[DOCUMENT SECTION]
===

Community Voices features opinion pieces from a wide variety of authors and perspectives. (Submission Guidelines)

U.S. economic recovery: Values shift, workforce preparedness are factors

In survey after survey, two of every three Americans believe that our nation is in decline. While the specific reasons for this pessimism are unclear, there is an undeniable “values shift” unfolding as younger workers are moving away from traditionally wealth-producing careers and toward often enlightened but less economically productive ones.

Problems in portions of our U.S. labor market are deep and intractable, yet there is no mistaking that the economy has moved from the hardheaded practical mentality that, over two centuries ago, first began building the nation’s remarkable and enduring wealth.

Many of America’s brightest minds have been abandoning industry and technical enterprise in favor of occupations in law, finance, consulting and nonprofit activism. In a report issued in 2007, 58 percent of male Harvard graduates and 43 percent of female graduates went into finance and consulting.

===

[PROVIDED MATERIAL]
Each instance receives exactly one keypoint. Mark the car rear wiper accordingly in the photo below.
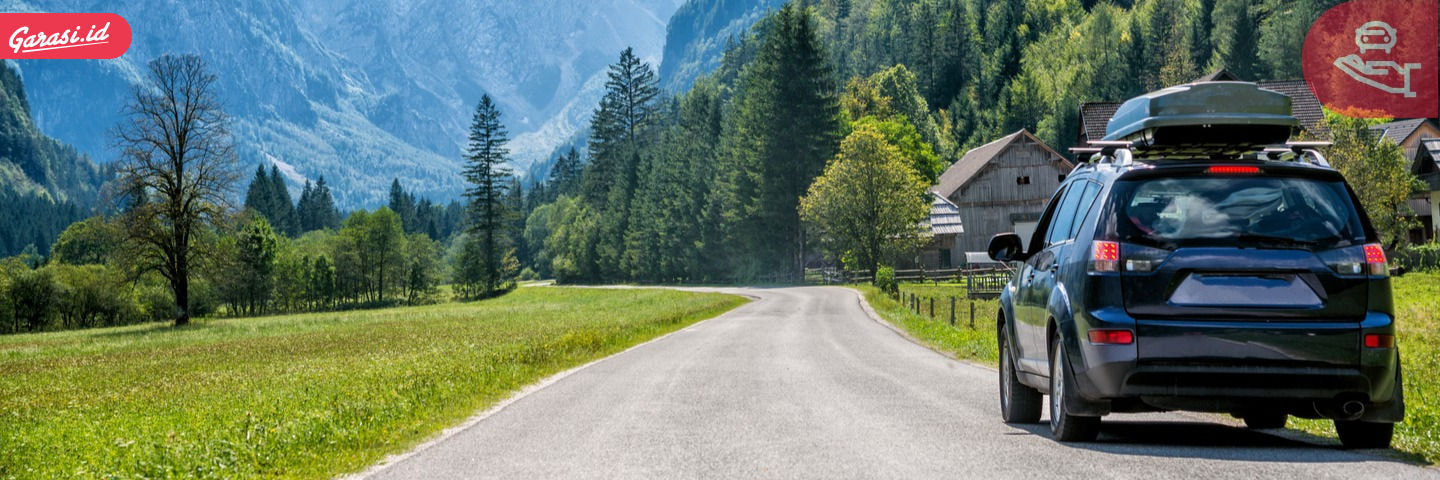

===

[OBJECTIVE] Write the next part of the opinion piece on values and the U.S. economic recovery, starting after its last sentence. None of the lines are needed here.

[FINAL ANSWER]
Consumption, debt, trade deficits higher
The transition to high-value services has seen consumption, debt and the trade deficit reach record high levels. One example is in traditional manufacturing, where firms are no longer able to hire skilled machinists. If they could do so, the nation’s 9.6 percent unemployment level would drop to 6.5, according to a recent study by the Minneapolis Federal Reserve Bank.

Today, economists I know tell me we are in the middle of a “near jobless recovery.” The poverty level has risen to 15 percent; home foreclosures are at a record high. All of this is compounded by the fact that real income for working families has been lagging for decades, as some potentially productive Americans have been unable to succeed in the workforce. 

Though not often discussed in the general public, one in three of American children are living with one or no parents, too often in chaotic lifestyles involving domestic violence, hunger, housing and education challenges. For them, there is little likelihood of economic self-sufficiency in adulthood.

Some hopeful economic signs
Recent economic data has indicated some favorable trends as U.S. private employers added more than 100,000 jobs in July and August. There appears to be little danger of a new downturn in activity as unemployment claims have been reduced, the trade deficit is narrowing some and there has been an uptick in key segments of the stock market.

The nine in ten of our workforce population who have jobs are apparently gaining greater confidence and are spending some of their hard-earned dollars on bargain-priced goods. Additionally, many Americans are beginning to save their dollars, portending, perhaps, a permanent newfound frugality.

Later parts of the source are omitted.